Exercise requirements: In the listing below, count the lines with "rappelling" and report only the figure.

Data records:
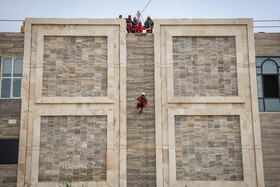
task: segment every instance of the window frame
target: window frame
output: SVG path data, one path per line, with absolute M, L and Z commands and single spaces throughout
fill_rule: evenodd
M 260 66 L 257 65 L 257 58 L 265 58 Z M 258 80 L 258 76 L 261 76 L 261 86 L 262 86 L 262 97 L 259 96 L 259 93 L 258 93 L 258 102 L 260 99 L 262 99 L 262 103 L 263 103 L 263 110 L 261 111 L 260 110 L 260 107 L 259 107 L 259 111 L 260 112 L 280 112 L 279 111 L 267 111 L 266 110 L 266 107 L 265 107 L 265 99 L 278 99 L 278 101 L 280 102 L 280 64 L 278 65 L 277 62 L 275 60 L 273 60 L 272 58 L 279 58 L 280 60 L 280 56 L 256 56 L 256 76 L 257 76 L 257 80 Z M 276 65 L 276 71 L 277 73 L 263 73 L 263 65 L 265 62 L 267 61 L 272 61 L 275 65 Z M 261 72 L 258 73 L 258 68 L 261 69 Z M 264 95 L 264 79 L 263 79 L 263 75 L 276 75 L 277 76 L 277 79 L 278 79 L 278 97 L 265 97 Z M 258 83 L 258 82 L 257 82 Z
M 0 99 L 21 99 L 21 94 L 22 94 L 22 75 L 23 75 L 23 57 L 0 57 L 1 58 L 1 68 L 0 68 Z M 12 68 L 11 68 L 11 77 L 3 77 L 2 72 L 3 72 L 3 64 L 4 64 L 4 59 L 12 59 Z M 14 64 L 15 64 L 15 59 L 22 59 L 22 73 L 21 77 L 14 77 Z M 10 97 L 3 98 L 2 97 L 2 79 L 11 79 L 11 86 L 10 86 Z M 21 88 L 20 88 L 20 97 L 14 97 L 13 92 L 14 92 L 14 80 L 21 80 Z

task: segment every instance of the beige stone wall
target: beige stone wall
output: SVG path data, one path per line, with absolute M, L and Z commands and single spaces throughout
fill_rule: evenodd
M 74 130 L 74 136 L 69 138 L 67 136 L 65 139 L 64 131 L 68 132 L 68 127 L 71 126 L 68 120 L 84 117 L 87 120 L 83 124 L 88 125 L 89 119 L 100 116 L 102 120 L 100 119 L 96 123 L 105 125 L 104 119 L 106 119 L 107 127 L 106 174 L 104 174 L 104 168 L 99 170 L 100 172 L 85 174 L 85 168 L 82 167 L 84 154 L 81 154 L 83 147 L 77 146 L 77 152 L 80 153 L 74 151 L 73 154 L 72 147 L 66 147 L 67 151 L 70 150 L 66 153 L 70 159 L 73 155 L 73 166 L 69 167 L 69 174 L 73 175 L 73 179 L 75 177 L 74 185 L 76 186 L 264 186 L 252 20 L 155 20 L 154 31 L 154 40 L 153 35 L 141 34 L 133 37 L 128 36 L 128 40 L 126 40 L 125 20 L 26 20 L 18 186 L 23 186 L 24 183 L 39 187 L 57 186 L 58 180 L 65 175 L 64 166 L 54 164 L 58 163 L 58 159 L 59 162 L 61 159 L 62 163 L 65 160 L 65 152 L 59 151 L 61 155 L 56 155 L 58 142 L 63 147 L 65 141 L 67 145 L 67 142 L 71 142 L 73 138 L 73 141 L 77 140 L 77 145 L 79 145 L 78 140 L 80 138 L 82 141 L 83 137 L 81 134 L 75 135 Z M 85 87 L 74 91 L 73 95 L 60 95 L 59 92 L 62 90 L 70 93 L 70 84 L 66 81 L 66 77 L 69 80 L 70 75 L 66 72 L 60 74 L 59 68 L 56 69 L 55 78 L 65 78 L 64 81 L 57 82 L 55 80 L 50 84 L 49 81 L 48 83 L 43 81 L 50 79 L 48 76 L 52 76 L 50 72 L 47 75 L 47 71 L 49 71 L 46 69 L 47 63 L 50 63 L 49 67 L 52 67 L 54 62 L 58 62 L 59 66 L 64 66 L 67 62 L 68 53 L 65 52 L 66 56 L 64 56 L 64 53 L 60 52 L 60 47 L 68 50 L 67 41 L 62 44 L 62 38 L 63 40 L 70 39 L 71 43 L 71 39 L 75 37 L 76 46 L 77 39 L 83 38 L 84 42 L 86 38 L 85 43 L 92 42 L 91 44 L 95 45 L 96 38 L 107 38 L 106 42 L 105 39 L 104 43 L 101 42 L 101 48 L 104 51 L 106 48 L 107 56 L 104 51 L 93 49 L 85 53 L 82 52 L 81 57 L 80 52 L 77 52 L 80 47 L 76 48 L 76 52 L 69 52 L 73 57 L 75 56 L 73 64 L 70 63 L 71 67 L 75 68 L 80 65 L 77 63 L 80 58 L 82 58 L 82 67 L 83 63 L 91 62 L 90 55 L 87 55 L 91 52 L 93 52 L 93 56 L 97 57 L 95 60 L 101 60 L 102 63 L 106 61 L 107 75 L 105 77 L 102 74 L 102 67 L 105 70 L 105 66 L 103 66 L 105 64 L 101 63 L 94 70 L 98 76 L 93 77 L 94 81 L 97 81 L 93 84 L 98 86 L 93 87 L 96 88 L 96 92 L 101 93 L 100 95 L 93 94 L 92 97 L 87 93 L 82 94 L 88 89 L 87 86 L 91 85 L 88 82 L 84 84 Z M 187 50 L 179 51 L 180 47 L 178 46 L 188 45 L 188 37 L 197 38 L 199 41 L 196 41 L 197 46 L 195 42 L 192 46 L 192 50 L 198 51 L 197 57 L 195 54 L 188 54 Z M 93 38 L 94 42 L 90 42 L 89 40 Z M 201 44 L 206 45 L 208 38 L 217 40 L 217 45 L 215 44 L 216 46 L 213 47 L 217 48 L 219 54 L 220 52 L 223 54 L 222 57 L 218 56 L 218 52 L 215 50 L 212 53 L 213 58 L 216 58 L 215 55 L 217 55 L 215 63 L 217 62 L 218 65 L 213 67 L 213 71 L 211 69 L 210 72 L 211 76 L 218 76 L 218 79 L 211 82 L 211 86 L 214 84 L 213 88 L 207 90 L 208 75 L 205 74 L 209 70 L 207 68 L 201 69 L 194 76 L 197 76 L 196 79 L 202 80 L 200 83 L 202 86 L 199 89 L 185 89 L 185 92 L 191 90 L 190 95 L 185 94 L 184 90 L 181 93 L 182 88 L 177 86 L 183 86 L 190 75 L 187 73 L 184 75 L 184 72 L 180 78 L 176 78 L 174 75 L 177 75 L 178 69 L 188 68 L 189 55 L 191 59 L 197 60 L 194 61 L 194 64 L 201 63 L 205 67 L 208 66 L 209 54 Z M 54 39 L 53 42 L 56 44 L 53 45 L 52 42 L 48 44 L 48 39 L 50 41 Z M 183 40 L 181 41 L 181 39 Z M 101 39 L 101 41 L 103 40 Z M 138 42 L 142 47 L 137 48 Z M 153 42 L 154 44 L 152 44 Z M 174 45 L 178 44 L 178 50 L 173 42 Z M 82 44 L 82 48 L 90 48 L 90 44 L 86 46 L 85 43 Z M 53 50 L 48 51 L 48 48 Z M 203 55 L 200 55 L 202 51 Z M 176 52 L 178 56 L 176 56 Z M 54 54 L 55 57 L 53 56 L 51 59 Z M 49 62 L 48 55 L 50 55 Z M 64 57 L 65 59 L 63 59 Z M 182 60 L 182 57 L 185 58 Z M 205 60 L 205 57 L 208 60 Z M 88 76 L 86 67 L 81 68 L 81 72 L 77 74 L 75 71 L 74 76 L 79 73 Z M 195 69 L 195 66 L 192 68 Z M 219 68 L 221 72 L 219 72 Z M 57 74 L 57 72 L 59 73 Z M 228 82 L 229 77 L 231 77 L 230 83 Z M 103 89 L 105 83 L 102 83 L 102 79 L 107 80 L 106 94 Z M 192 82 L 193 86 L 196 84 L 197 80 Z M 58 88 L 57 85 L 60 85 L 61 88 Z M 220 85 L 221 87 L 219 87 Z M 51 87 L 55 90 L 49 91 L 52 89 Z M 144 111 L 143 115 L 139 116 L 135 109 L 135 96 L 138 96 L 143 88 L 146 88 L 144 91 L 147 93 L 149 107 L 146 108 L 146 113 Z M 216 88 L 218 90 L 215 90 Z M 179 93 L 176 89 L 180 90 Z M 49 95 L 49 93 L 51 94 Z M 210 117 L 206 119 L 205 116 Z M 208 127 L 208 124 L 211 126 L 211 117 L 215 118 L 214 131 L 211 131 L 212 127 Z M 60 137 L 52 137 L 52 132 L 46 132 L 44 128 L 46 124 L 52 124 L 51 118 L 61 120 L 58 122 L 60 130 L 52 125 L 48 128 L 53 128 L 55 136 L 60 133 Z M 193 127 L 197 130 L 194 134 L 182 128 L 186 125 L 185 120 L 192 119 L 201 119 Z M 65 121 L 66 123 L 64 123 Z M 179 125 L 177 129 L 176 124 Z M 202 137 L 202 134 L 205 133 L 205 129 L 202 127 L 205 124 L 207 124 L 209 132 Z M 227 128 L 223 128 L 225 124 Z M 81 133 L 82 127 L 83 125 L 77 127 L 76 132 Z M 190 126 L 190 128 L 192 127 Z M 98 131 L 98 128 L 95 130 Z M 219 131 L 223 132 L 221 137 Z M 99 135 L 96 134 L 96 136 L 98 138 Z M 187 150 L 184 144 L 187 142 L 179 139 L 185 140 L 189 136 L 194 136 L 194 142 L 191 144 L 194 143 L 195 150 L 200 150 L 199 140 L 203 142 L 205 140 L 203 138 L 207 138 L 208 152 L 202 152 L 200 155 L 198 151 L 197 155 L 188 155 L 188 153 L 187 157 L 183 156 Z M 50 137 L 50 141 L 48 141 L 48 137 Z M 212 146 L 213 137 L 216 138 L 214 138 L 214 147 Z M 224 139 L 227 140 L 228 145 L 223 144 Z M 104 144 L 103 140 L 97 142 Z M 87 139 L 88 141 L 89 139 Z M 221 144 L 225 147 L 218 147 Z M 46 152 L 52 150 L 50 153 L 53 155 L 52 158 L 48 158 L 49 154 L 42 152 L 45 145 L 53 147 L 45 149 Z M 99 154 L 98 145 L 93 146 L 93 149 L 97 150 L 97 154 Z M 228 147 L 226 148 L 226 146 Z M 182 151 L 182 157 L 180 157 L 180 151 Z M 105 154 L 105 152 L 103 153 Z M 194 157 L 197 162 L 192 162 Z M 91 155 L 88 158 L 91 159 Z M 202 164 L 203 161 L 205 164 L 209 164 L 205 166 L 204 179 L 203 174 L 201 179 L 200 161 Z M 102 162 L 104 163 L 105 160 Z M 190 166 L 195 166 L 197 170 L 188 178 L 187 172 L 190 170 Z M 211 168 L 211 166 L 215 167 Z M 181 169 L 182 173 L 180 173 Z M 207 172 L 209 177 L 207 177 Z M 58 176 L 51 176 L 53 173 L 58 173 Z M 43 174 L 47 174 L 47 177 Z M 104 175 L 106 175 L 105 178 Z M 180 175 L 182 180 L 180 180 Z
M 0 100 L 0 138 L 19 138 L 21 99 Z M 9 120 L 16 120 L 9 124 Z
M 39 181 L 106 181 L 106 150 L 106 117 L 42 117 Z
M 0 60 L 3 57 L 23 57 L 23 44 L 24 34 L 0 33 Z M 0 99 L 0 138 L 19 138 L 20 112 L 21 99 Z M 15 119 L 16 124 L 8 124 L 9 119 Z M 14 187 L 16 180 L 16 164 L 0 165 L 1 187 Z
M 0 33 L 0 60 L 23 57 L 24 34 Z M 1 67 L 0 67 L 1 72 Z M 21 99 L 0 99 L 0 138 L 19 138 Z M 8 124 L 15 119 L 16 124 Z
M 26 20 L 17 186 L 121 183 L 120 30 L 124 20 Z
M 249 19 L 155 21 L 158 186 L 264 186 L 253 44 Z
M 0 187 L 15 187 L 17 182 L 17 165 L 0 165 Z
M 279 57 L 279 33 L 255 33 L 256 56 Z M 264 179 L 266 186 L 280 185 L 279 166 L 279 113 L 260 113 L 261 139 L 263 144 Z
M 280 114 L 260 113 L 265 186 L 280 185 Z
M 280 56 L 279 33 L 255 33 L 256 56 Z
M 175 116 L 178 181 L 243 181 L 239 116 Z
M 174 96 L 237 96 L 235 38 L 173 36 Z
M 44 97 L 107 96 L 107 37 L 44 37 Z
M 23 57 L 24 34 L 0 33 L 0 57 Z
* * *
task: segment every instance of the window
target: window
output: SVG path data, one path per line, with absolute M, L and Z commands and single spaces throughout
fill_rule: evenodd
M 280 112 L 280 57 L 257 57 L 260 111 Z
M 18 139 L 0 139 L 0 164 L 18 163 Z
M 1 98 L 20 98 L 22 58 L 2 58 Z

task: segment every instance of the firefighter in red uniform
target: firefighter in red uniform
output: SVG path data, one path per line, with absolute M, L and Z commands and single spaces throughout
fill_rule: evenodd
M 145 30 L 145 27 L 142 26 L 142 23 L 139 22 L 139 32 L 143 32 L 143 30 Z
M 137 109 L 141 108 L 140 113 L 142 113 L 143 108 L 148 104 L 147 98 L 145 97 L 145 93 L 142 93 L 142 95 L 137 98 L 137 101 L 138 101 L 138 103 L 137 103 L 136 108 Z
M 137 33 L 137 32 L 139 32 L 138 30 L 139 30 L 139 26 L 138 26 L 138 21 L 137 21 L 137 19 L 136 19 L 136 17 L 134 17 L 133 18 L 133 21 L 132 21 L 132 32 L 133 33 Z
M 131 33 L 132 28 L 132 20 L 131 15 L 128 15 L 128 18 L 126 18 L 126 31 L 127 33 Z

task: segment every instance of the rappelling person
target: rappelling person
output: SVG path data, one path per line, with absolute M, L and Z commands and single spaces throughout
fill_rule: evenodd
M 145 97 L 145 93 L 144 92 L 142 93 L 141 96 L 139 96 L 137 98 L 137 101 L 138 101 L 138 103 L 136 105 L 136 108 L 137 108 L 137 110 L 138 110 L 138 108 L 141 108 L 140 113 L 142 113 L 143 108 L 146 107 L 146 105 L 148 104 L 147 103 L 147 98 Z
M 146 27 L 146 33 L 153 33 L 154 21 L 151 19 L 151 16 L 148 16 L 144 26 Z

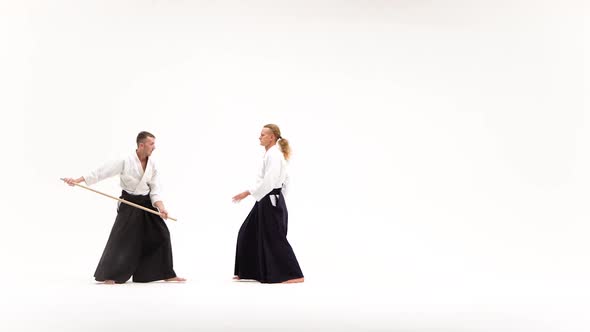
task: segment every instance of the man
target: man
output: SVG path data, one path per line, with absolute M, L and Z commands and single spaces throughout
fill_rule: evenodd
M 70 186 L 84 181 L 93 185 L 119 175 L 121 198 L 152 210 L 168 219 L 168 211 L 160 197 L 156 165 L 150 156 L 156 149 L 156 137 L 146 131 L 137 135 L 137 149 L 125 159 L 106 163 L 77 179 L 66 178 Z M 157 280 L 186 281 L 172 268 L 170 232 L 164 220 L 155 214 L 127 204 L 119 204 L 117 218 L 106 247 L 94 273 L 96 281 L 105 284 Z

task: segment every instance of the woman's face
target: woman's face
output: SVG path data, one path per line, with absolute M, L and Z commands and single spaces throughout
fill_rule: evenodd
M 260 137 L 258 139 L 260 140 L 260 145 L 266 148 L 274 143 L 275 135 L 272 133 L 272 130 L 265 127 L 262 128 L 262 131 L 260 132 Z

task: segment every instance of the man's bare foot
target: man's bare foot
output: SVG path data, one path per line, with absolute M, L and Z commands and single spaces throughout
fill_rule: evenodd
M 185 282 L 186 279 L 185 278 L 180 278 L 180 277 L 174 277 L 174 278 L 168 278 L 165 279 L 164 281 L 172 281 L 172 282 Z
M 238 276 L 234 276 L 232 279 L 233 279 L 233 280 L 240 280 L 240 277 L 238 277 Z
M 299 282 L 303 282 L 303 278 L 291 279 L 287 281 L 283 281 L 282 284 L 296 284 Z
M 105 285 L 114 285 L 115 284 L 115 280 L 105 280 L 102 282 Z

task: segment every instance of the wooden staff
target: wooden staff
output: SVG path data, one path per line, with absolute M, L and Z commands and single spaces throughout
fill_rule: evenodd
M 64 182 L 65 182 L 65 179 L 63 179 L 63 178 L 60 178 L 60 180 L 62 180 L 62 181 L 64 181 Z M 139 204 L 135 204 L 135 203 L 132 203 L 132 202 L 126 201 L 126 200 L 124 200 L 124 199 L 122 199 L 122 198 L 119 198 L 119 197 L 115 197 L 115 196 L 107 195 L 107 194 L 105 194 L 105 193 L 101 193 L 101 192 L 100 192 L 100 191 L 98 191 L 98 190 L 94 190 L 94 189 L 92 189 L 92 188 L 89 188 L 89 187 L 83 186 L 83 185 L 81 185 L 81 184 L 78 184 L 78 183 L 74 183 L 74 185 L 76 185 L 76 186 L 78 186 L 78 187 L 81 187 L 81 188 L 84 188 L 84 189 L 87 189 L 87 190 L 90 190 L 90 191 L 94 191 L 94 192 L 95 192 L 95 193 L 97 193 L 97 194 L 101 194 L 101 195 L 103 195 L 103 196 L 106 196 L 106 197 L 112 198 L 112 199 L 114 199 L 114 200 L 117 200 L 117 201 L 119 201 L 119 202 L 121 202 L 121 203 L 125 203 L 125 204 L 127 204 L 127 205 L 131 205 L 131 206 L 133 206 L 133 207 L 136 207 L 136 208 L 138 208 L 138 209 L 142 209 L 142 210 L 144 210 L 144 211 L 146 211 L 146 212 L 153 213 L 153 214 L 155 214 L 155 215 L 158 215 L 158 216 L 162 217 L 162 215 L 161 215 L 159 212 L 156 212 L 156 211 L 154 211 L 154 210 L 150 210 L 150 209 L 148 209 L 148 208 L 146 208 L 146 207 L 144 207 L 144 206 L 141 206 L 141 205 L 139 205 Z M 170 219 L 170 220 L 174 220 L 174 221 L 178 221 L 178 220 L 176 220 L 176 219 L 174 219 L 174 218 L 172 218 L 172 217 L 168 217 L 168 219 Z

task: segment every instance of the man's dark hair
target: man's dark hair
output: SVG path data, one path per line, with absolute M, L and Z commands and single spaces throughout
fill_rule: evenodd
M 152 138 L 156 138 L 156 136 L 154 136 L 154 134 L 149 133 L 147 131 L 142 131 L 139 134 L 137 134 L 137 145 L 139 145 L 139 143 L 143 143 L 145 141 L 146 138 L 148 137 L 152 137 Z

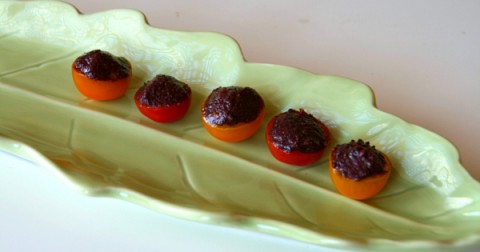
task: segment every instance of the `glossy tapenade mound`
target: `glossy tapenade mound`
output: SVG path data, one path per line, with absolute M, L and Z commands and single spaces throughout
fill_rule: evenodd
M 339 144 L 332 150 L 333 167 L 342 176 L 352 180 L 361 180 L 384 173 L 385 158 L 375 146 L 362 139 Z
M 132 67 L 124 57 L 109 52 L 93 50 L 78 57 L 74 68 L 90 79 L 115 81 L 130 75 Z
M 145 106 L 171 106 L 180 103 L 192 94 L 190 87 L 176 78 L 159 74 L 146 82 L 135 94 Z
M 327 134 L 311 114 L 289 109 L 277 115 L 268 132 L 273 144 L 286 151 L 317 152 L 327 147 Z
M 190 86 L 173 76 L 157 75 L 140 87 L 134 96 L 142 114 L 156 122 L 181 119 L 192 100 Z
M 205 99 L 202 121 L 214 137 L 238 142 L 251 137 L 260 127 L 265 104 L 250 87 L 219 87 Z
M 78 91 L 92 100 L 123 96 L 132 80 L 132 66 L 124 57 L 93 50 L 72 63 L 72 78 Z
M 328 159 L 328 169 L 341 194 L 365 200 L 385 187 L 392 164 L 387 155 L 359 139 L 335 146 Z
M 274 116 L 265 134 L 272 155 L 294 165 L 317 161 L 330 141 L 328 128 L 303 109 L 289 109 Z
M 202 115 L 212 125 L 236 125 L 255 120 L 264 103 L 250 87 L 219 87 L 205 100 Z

Answer space: 2